→ REQUEST: Update the listing below by changing every "each instance gets its own outline" to "outline every instance separately". Leave all other text as it is.

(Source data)
= = = = =
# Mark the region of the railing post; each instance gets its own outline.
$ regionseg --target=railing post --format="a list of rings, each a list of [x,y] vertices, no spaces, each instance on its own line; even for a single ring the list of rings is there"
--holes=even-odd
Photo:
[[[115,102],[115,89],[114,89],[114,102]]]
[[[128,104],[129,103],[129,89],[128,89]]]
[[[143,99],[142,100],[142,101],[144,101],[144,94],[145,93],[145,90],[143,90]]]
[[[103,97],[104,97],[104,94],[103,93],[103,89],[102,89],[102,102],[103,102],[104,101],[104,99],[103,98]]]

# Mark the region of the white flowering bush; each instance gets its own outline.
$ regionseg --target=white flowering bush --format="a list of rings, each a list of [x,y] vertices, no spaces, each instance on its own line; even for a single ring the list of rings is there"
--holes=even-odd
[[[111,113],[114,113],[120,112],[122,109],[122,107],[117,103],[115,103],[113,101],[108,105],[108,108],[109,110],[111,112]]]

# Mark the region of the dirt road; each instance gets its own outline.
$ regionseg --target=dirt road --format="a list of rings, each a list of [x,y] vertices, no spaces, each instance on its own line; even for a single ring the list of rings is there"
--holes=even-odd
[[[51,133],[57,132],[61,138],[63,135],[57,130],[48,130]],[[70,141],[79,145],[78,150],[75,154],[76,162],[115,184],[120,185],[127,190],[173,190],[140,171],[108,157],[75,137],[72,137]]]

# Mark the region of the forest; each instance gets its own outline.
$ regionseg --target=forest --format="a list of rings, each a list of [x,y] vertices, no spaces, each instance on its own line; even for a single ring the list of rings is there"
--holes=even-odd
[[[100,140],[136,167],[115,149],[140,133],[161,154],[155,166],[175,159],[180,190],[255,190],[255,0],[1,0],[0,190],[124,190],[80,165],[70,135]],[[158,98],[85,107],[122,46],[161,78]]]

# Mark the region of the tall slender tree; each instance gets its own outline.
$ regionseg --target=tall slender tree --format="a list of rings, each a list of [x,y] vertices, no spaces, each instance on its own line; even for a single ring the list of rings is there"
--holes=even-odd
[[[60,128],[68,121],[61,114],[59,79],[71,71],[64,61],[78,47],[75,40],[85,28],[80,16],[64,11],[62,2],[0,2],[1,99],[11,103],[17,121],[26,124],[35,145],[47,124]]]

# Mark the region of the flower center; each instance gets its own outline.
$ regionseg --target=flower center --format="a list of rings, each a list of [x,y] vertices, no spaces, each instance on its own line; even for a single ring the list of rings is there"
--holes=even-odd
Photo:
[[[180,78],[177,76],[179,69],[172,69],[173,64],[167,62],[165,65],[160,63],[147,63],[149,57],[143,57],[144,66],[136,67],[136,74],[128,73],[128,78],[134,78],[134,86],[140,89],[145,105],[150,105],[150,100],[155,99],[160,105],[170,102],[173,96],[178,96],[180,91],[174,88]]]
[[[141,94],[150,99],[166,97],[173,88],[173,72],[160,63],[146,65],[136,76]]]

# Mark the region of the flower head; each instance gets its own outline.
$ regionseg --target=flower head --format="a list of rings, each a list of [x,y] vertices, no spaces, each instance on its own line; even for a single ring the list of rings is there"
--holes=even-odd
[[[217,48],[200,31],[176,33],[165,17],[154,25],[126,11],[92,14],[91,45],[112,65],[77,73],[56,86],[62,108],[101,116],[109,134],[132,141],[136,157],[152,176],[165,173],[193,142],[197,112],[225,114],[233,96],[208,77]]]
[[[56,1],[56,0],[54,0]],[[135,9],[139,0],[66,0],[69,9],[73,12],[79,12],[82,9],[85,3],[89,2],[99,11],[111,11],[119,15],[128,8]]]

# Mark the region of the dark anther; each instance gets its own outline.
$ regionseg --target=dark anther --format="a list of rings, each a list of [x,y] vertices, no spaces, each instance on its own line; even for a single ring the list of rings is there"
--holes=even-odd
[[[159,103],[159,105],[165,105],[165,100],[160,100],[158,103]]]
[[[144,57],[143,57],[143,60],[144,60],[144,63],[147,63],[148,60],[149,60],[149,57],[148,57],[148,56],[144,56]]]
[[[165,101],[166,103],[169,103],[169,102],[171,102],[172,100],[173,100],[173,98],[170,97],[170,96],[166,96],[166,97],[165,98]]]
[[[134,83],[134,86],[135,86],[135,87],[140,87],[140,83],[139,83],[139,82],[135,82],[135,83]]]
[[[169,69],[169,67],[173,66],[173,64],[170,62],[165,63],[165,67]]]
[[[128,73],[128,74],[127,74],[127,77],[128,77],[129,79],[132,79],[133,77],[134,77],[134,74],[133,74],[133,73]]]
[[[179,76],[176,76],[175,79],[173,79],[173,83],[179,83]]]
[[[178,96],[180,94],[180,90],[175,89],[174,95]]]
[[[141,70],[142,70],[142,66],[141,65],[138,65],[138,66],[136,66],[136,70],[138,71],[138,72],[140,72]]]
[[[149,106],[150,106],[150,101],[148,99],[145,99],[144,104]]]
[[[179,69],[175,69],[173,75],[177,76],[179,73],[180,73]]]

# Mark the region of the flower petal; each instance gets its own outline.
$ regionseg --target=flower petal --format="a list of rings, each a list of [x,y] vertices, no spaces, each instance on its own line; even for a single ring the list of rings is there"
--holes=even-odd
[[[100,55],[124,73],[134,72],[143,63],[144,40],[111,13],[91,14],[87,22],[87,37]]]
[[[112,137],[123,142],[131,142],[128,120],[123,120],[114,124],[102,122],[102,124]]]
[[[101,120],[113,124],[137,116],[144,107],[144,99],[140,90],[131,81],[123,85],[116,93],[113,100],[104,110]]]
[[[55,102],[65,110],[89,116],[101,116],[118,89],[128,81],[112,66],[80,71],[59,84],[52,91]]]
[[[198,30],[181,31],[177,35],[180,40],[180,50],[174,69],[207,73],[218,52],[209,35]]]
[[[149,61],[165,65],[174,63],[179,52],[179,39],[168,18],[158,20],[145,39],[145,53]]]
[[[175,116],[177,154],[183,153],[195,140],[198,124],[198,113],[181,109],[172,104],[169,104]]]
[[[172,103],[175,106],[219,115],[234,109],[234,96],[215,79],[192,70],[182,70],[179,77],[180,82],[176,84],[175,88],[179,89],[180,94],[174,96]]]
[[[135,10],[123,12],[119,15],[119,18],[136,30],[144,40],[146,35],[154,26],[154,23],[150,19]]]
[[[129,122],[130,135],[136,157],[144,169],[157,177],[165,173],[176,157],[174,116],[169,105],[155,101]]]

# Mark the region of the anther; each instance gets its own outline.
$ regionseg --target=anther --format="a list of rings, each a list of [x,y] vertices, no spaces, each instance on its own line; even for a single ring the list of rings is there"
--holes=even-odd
= = = = =
→ REPLY TO THE EXERCISE:
# Mark the region of the railing post; outline every instance separately.
$ regionseg --target=railing post --format="a list of rings, each a list of [x,y] vertices, no spaces, each instance on its own line; even for a single ring the list of rings is there"
--holes=even-odd
Photo:
[[[115,102],[115,89],[114,89],[114,102]]]
[[[128,104],[129,103],[129,89],[128,89]]]
[[[143,99],[142,100],[142,101],[144,101],[144,94],[145,93],[145,90],[143,90]]]
[[[103,97],[104,97],[104,94],[103,93],[103,89],[102,89],[102,102],[103,102],[104,101],[104,99],[103,98]]]

# Mark the region of the white flowering bush; outline every instance separately.
$ regionseg --target=white flowering bush --format="a list of rings, each a list of [x,y] vertices, no spaces, each instance on its own line; even for a single ring the list of rings is there"
--holes=even-odd
[[[111,113],[114,113],[120,112],[122,109],[122,107],[117,103],[115,103],[113,101],[108,105],[108,108],[109,110],[111,112]]]

# Mark the region of the dirt road; outline every instance separately.
$ regionseg --target=dirt road --format="a list of rings, each a list of [x,y] vertices, no spaces, each instance on its own line; even for a single ring the list of rings is there"
--holes=even-odd
[[[51,133],[57,132],[61,138],[63,135],[57,130],[48,130]],[[70,141],[79,145],[78,150],[75,154],[76,162],[115,184],[120,185],[127,190],[173,190],[140,171],[108,157],[75,137],[72,137]]]

# Mark the region of the forest; outline every instance separately.
$ regionseg --target=forest --format="a list of rings, each a list of [x,y] vertices, no spaces, each instance on its own line; even for a single ring the list of rings is there"
--holes=even-odd
[[[100,140],[136,167],[115,149],[140,133],[161,154],[155,166],[175,159],[180,190],[255,190],[255,0],[1,0],[0,190],[124,190],[80,165],[70,135]],[[158,98],[85,107],[122,46],[161,78]]]

# Mark the region of the tall slender tree; outline every instance separately.
$ regionseg --target=tall slender tree --format="a list of rings, each a list of [x,y] vertices, no spaces, each instance on its own line; even for a single ring the list of rings is there"
--holes=even-odd
[[[60,128],[68,121],[61,114],[59,79],[71,71],[64,61],[78,47],[75,40],[85,28],[80,16],[64,11],[62,2],[0,2],[1,99],[11,103],[17,121],[26,124],[35,145],[47,124]]]

# Mark the region of the flower center; outline every instance separately.
$ regionseg --target=flower center --format="a list of rings, each a list of [x,y] vertices, no spaces, each instance on its own line; even for a single ring the list of rings is there"
--holes=even-odd
Photo:
[[[180,78],[177,76],[179,69],[172,69],[173,64],[167,62],[165,65],[160,63],[147,63],[149,57],[143,57],[144,66],[136,67],[136,74],[128,73],[128,78],[134,78],[134,86],[140,89],[145,105],[150,105],[150,100],[155,99],[160,105],[170,102],[173,96],[178,96],[180,91],[174,88]]]
[[[141,94],[150,99],[166,97],[173,88],[173,72],[160,63],[146,65],[136,76]]]

# Mark the region of the flower head; outline every instance separately.
$ regionseg --target=flower head --format="a list of rings, each a list of [x,y] vertices, no spaces, each instance on its own line; even for a single ring the list of rings is there"
--holes=even-odd
[[[217,48],[200,31],[176,33],[165,17],[154,25],[126,11],[92,14],[91,45],[112,65],[77,73],[56,86],[62,108],[101,116],[109,134],[132,141],[136,157],[152,176],[165,173],[193,142],[197,112],[225,114],[233,96],[208,77]]]
[[[56,1],[56,0],[54,0]],[[135,9],[139,0],[66,0],[69,9],[73,12],[79,12],[82,9],[85,3],[89,2],[99,11],[111,11],[119,15],[128,8]]]

# Mark the region of the dark anther; outline every instance separately.
$ regionseg --target=dark anther --format="a list of rings, each a list of [x,y] vertices, no spaces, each instance on its own line; even for a single ring the list of rings is there"
--holes=even-odd
[[[159,103],[159,105],[165,105],[165,100],[160,100],[158,103]]]
[[[144,57],[143,57],[143,60],[144,60],[144,63],[147,63],[148,60],[149,60],[149,57],[148,57],[148,56],[144,56]]]
[[[165,101],[166,103],[169,103],[169,102],[171,102],[172,100],[173,100],[173,98],[170,97],[170,96],[166,96],[166,97],[165,98]]]
[[[134,83],[134,86],[135,86],[135,87],[140,87],[140,83],[139,83],[139,82],[135,82],[135,83]]]
[[[169,69],[169,67],[173,66],[173,64],[170,62],[165,63],[165,67]]]
[[[128,73],[128,74],[127,74],[127,77],[128,77],[129,79],[132,79],[133,77],[134,77],[134,74],[133,74],[133,73]]]
[[[179,76],[176,76],[175,79],[173,79],[173,83],[179,83]]]
[[[178,96],[180,94],[180,90],[175,89],[174,95]]]
[[[141,70],[142,70],[142,66],[141,65],[138,65],[138,66],[136,66],[136,70],[138,71],[138,72],[140,72]]]
[[[149,106],[150,106],[150,101],[148,99],[145,99],[144,104]]]
[[[179,69],[175,69],[173,75],[177,76],[179,73],[180,73]]]

# Mark the region of the flower petal; outline every instance separately.
$ regionseg --target=flower petal --format="a list of rings, each a list of [x,y] vertices, no spaces, each instance on its own line; even for a single ring the list of rings is there"
--holes=even-odd
[[[100,55],[124,73],[134,72],[143,63],[144,40],[111,13],[91,14],[87,22],[87,37]]]
[[[112,137],[123,142],[131,142],[128,120],[123,120],[114,124],[102,122],[102,124]]]
[[[101,120],[113,124],[137,116],[144,107],[144,99],[140,90],[131,81],[123,85],[116,93],[113,100],[104,110]]]
[[[55,102],[65,110],[89,116],[101,116],[118,89],[128,81],[112,66],[80,71],[59,84],[52,91]]]
[[[198,30],[181,31],[177,35],[180,40],[180,50],[174,69],[207,73],[218,52],[209,35]]]
[[[149,61],[165,65],[174,63],[179,52],[179,39],[168,18],[158,20],[145,39],[145,53]]]
[[[175,116],[177,154],[183,153],[195,140],[198,124],[198,113],[181,109],[172,104],[169,104]]]
[[[172,103],[175,106],[219,115],[234,109],[234,96],[215,79],[192,70],[182,70],[179,77],[180,82],[176,84],[175,88],[179,89],[180,94],[174,96]]]
[[[135,10],[123,12],[119,15],[119,18],[136,30],[144,40],[146,35],[154,26],[154,23],[150,19]]]
[[[129,122],[130,135],[136,157],[144,169],[157,177],[165,173],[176,157],[174,116],[169,105],[155,101]]]

# Mark the region of the anther; outline every instance separately.
$ regionseg --target=anther --format="a list of rings, each a list of [x,y] vertices, no spaces, each instance on its own line; even for a single ring the list of rings is there"
--holes=even-odd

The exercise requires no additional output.